▶ [What you are asked to do] Count the lines in the items below that contain the string "ymin", matching case exactly, and give only the number.

== Information provided ==

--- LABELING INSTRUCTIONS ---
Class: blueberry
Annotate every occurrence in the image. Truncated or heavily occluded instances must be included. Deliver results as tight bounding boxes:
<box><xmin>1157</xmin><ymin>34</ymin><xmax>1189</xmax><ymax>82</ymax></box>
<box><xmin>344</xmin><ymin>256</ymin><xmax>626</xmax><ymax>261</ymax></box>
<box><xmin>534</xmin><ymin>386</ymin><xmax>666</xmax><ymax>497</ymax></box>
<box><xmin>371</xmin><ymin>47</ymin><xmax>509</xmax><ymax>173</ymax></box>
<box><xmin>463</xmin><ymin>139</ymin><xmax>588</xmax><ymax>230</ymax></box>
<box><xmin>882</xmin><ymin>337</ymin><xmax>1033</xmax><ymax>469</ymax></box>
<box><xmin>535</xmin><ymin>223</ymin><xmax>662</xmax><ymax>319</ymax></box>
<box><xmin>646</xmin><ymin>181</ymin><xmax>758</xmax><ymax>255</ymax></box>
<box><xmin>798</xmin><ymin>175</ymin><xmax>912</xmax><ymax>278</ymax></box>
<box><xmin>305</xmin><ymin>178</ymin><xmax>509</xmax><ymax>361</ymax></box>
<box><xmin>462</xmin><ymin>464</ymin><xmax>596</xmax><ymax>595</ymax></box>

===

▶ [Response to the task] 11